__Vorliegender Text__
--*--

Der abgeschiedene Pavillon im Garten

So ein abgeschiedener Pavillon im Garten wäre der optimale Platz, um dort in Ruhe zu schreiben? Vielleicht - zumindest wären Sie dort ungestört. Doch wo bitte sollen dann Ihre Eindrücke her kommen, wenn Sie wie ein Eremit völlig isoliert von der Menschheit leben? Allenfalls taugt so ein Platz für kleine Fluchten aus dem Schreiballtag oder aber für begnadete Buchautoren, welche keinerlei äußeren Anreize brauchen, um ihre Fantasie zum wallen zu bringen. Viel besser ist es, Sie suchen sich ein Plätzchen, welches nicht all zu weit von der Zivilisation entfernt ist und trotzdem Rückzugsmöglichkeiten bietet und ruhig ist.  Und damit sind Sie dann auch schon mittendrin: in der Realität. Herzlich willkommen. Denn wenn Sie so einen optimalen Platz finden möchten, dann brauchen Sie, zumindest wenn Sie einen Partner, Familie oder auch nur Freunde haben, eine Villa mit unterirdischem Kerker und schallisolierten Wänden.

Nein, ich übertreibe nicht - beseitigen Sie Störfaktoren

Wenn Sie jetzt sagen, ich übertreibe, dann haben Sie einfach Unrecht. Denn einen Großteil Ihrer Arbeitszeit werden Sie damit verbringen, anderen zu erklären, dass Sie jetzt arbeiten müssen und nicht gestört werden wollen. Fürs Kind ist es so verlockend, mal eben bei Mama oder Papa reinzuschauen...schwups...ist die Idee, die Sie gerade notieren wollten, weg. Ihre Mutter hält die Schreiberei sowieso für eine brotlose Kunst, also ist es auch nicht so schlimm, wenn Sie Ihnen ein 3-Stündiges Telefongespräch aufdrückt und Ihr Partner jammert: "Nieeeeeee hast Du Zeit für mich!". Wenn Sie dann nach 5 Stunden endlich allen erklärt haben, dass Sie jetzt wirklich und ganz dringend arbeiten müssen, dann kann es sein, dass Sie geistig so erschöpft sind, dass gar nichts mehr geht. Deswegen: versuchen Sie Störfaktoren von Anfang an zu eliminieren!

--*--

Auszug aus dem Datensatz
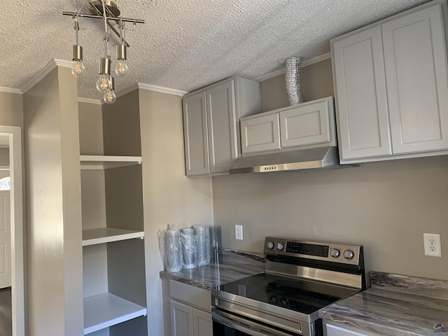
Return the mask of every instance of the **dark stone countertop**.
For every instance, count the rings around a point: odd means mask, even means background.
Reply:
[[[448,336],[448,281],[378,272],[370,281],[372,288],[323,308],[319,317],[360,332]]]
[[[223,262],[181,272],[160,272],[160,277],[205,289],[227,284],[265,271],[265,255],[258,253],[225,249]]]

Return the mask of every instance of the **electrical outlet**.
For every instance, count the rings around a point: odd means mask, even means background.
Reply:
[[[442,248],[440,247],[440,234],[434,233],[423,234],[425,255],[431,257],[442,257]]]
[[[235,239],[243,240],[243,225],[235,225]]]

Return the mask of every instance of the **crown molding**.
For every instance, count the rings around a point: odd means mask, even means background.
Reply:
[[[20,89],[16,89],[14,88],[4,88],[2,86],[0,86],[0,92],[17,93],[18,94],[22,94],[22,90]]]
[[[188,93],[187,91],[171,89],[169,88],[164,88],[162,86],[151,85],[150,84],[144,84],[142,83],[137,83],[137,86],[139,89],[148,90],[150,91],[156,91],[158,92],[162,93],[167,93],[169,94],[175,94],[176,96],[183,96]]]
[[[82,98],[80,97],[78,97],[78,103],[88,103],[88,104],[97,104],[98,105],[102,104],[102,102],[99,99],[92,99],[90,98]]]
[[[323,61],[324,59],[328,59],[328,58],[331,58],[331,53],[330,52],[327,54],[321,55],[320,56],[316,56],[316,57],[314,57],[314,58],[310,58],[309,59],[306,59],[301,62],[300,67],[303,68],[304,66],[314,64],[314,63]],[[284,73],[285,73],[285,68],[283,68],[272,72],[270,72],[269,74],[266,74],[265,75],[262,75],[255,78],[253,78],[253,80],[257,80],[258,82],[262,82],[263,80],[266,80],[267,79],[272,78],[272,77],[275,77],[276,76],[281,75],[282,74],[284,74]]]
[[[134,90],[137,90],[139,88],[137,83],[134,83],[134,84],[132,84],[130,86],[128,86],[127,88],[124,88],[123,90],[120,90],[120,91],[115,91],[115,95],[117,98],[124,96],[125,94],[128,94],[130,92],[134,91]],[[106,104],[106,103],[102,103],[102,104]]]
[[[65,61],[64,59],[51,59],[47,65],[46,65],[42,70],[41,70],[34,77],[33,77],[29,82],[25,84],[21,89],[22,93],[26,93],[29,89],[31,89],[36,84],[42,80],[46,76],[47,76],[52,70],[57,66],[69,66],[73,65],[73,61]]]

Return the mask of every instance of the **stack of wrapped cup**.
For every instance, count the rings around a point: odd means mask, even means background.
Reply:
[[[195,229],[182,229],[181,232],[183,268],[195,268],[197,266],[196,261],[197,248]]]
[[[210,261],[210,239],[209,227],[206,225],[194,225],[197,248],[197,266],[204,266]]]
[[[182,270],[182,244],[181,232],[178,230],[167,230],[164,232],[164,266],[167,272],[179,272]]]
[[[220,225],[210,227],[210,262],[219,264],[223,262],[223,243]]]

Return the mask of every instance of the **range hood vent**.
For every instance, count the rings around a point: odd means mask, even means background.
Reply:
[[[230,167],[230,173],[272,173],[354,166],[358,165],[340,165],[337,147],[330,146],[239,158]]]

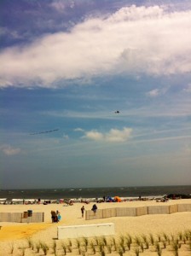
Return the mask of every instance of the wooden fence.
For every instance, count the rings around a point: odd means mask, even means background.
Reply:
[[[86,211],[85,219],[90,220],[123,216],[142,216],[147,214],[171,214],[181,212],[191,212],[191,204],[140,207],[115,207],[108,209],[98,209],[96,213],[93,211]]]

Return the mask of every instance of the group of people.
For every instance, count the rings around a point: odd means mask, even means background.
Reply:
[[[81,207],[82,218],[84,218],[84,211],[85,211],[85,207],[84,207],[84,206],[83,206]],[[93,211],[94,213],[96,214],[96,212],[97,211],[97,206],[96,204],[93,205],[91,211]]]
[[[59,211],[51,211],[52,223],[59,222],[61,219],[61,216]]]

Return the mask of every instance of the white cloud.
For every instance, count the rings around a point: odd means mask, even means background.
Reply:
[[[55,9],[59,12],[61,12],[61,11],[65,10],[65,9],[66,9],[66,3],[61,0],[53,1],[50,3],[50,6],[52,8]]]
[[[130,138],[132,129],[124,127],[122,131],[111,129],[107,133],[101,133],[97,131],[85,132],[84,137],[94,141],[105,141],[110,143],[124,143]]]
[[[191,92],[191,84],[188,84],[186,88],[183,89],[186,92]]]
[[[84,131],[82,128],[76,128],[74,129],[74,131]]]
[[[0,148],[6,155],[14,155],[14,154],[17,154],[20,152],[20,148],[13,148],[10,145],[3,145],[0,147]]]
[[[62,2],[57,1],[57,8]],[[68,33],[43,36],[1,51],[0,86],[56,86],[61,79],[104,74],[168,75],[191,72],[191,10],[122,8],[87,19]],[[55,83],[55,85],[53,85]]]
[[[147,95],[150,97],[156,97],[159,95],[159,89],[153,89],[147,93]]]

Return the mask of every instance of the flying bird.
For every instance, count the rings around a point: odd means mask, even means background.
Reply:
[[[43,133],[54,132],[54,131],[59,131],[59,129],[43,131],[39,131],[39,132],[34,132],[34,133],[31,133],[30,135],[38,135],[38,134],[43,134]]]

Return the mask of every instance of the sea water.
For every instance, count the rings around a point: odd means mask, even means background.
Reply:
[[[157,197],[169,194],[191,195],[191,185],[112,188],[62,188],[41,189],[1,189],[0,198],[11,199],[71,199],[119,197]]]

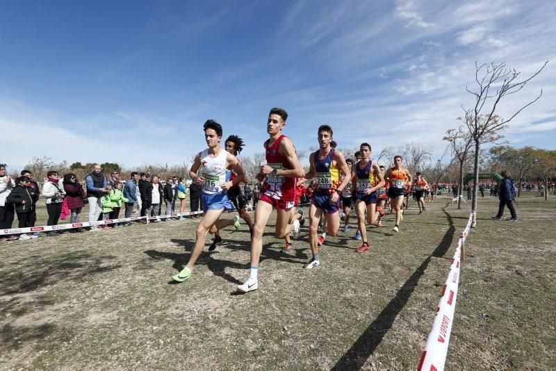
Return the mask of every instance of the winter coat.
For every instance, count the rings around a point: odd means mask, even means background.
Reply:
[[[110,191],[110,200],[112,201],[113,208],[122,207],[124,202],[129,202],[129,200],[124,197],[124,194],[118,189]]]
[[[513,201],[514,194],[512,192],[512,184],[514,179],[512,178],[504,178],[500,183],[500,190],[498,197],[505,201]]]
[[[16,213],[30,213],[35,210],[35,204],[39,199],[39,194],[34,191],[33,187],[18,184],[8,195],[6,201],[15,205]]]
[[[15,182],[12,179],[8,183],[4,183],[6,176],[0,176],[0,206],[6,205],[6,198],[15,187]]]
[[[54,196],[54,193],[56,192],[60,192],[62,193],[62,196],[65,195],[65,192],[64,192],[64,188],[60,188],[58,183],[47,181],[42,186],[42,196],[46,197],[46,204],[47,205],[49,204],[61,204],[63,202],[63,197],[58,197],[58,199],[54,201],[52,201],[52,197]]]
[[[149,184],[151,182],[149,181],[144,181],[142,179],[139,179],[139,193],[141,195],[141,201],[143,202],[146,201],[148,196],[147,195],[147,188],[149,187]],[[152,189],[151,190],[152,190]]]
[[[81,183],[78,181],[65,183],[64,190],[66,193],[65,199],[67,202],[67,208],[70,210],[75,210],[85,206],[83,198],[85,196],[85,193]]]
[[[85,177],[85,182],[87,184],[88,197],[101,197],[102,192],[101,188],[106,188],[106,179],[104,175],[99,174],[97,175],[95,172],[90,173]]]
[[[129,204],[137,202],[137,185],[133,179],[127,179],[126,185],[124,186],[124,197],[129,201]]]
[[[174,199],[174,188],[171,184],[166,183],[164,186],[164,200],[172,201]]]
[[[110,199],[110,193],[105,193],[100,198],[100,204],[102,205],[102,213],[112,213],[113,206],[112,206],[112,200]]]
[[[154,186],[152,185],[152,183],[148,182],[147,185],[147,199],[144,200],[143,202],[147,203],[147,207],[151,207],[152,205],[152,190],[154,189]],[[161,196],[161,202],[164,199],[164,192],[163,191],[162,184],[160,183],[158,183],[158,192],[160,192]]]

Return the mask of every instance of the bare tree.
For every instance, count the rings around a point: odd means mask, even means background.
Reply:
[[[25,167],[26,170],[33,173],[37,181],[42,182],[44,179],[44,170],[49,169],[54,163],[52,158],[43,156],[42,157],[33,157],[33,159]]]
[[[468,113],[466,113],[464,118],[458,117],[458,119],[466,121],[470,119]],[[452,158],[457,160],[459,166],[459,176],[458,178],[457,188],[457,208],[461,208],[461,195],[464,192],[464,164],[468,158],[469,150],[473,145],[473,138],[468,131],[466,131],[463,126],[460,126],[457,130],[455,129],[448,129],[446,135],[442,138],[450,143],[452,149]]]
[[[475,142],[475,181],[473,182],[473,197],[472,210],[473,211],[473,226],[476,225],[477,184],[479,182],[479,157],[480,156],[481,144],[487,142],[489,138],[498,135],[498,132],[507,127],[508,124],[514,117],[517,116],[523,109],[530,106],[542,96],[543,91],[537,98],[523,106],[514,111],[509,119],[498,116],[496,112],[498,104],[502,98],[519,92],[534,77],[541,73],[544,69],[544,65],[533,74],[530,77],[521,80],[521,72],[515,69],[509,69],[505,63],[494,63],[490,65],[483,64],[479,66],[475,63],[475,80],[477,88],[471,90],[466,88],[468,92],[473,95],[475,106],[471,110],[466,110],[471,113],[471,119],[467,121],[467,127]]]

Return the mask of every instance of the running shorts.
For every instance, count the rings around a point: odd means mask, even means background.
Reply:
[[[394,188],[393,187],[388,188],[388,196],[391,199],[395,199],[398,196],[404,196],[404,195],[405,195],[404,188]]]
[[[241,195],[236,197],[230,197],[230,201],[231,201],[231,203],[234,204],[234,206],[238,211],[242,208],[245,208],[245,205],[247,205],[245,197]]]
[[[280,208],[283,210],[290,210],[295,204],[295,201],[284,201],[281,199],[275,199],[265,194],[261,195],[259,201],[270,204],[273,208]]]
[[[340,209],[340,199],[334,204],[330,202],[330,195],[316,192],[311,197],[311,203],[318,208],[322,208],[325,214],[334,214]]]
[[[234,210],[234,205],[231,204],[228,194],[217,193],[216,195],[208,195],[204,192],[201,193],[201,199],[203,204],[203,212],[206,213],[207,210]]]
[[[353,197],[344,197],[342,196],[342,205],[344,208],[353,208]]]
[[[364,193],[357,193],[357,199],[360,199],[365,202],[366,205],[370,204],[376,204],[378,201],[378,195],[377,191],[373,192],[370,195],[365,195]]]

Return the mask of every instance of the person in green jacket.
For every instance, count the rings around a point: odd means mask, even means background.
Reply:
[[[110,200],[112,201],[112,213],[110,215],[111,219],[118,219],[120,217],[120,208],[124,202],[129,202],[129,200],[124,197],[122,192],[122,183],[116,182],[114,183],[114,189],[110,191]],[[122,224],[116,223],[114,228],[120,228]]]

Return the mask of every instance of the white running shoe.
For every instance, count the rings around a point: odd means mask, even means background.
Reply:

--*--

__Aufgabe 1__
Wofür taugt ein abgeschiedener Pavillon laut dem Text über den Schreibplatz allenfalls?
__Aufgabe 2__
Schreiben Sie den Text über den ungestörten Schreibplatz im Anschluss an seinen letzten Satz weiter.

__Lösung 1__
Für kleine Fluchten aus dem Schreiballtag oder für begnadete Buchautoren, die keinerlei äußere Anreize brauchen, um ihre Fantasie in Gang zu bringen.

__Lösung 2__
  • Erklären Sie allen, dass Sie zu bestimmten Zeiten nicht erreichbar sind, weil dies Ihre Arbeitszeit ist und genauso arbeiten müssen, wie ein normaler Angestellter auch.
  • Wenn Sie nicht auf dringende Anrufe warten, dann schalten Sie das Telefon aus oder stellen es zumindest auf lautlos. Sie können später immer noch zurück rufen.
  • Erklären Sie Ihren Arbeitsplatz zur kinderfreien Zone!
  • Setzen Sie sich durch. Das klingt leichter, als es ist, aber mit der Zeit wird es leichter. Ehrlich!
  • Lassen Sie sich nicht aus der Fassung bringen. Es gibt kein wenn und aber - Sie müssen arbeiten. Punkt.

Lösen Sie sich von konventionellen Arbeitszeiten

Wenn Sie die Schreiberei nicht nur als Hobby betreiben möchten, sondern richtig Geld damit verdienen wollen, dann sollten Sie keinen Gedanken mehr an einen 8-Stunden-Normalo-Arbeitstag verschwenden. Das funktioniert einfach nicht, denn Deadlines, kurzfristige Aufträge und ungeduldige Kunden wollen Ihren Text. Möglichst sofort. Möglichst schnell. Möglichst korrekt. Für viele Texte werden Sie recherchieren müssen, es sei denn, Sie sind ein Genie! Und Recherchearbeit kostet Zeit. Denken Sie daran, Sie haben ja schon 5 Stunden gebraucht, um die Umgebung ruhig zu stellen. Halbwegs normale Arbeitszeiten können Sie also vergessen. Meine Tipps:

  1. Der frühe Vogel fängt den Wurm - möglichst früh aufstehen und die Ruhe vor dem Sturm nutzen. Ich persönlich recherchiere am Abend - denn dabei stört mich ein quäkendes Kind und ein jammernder Partner wenig und ich kann jederzeit unterbrechen und schreibe am Morgen.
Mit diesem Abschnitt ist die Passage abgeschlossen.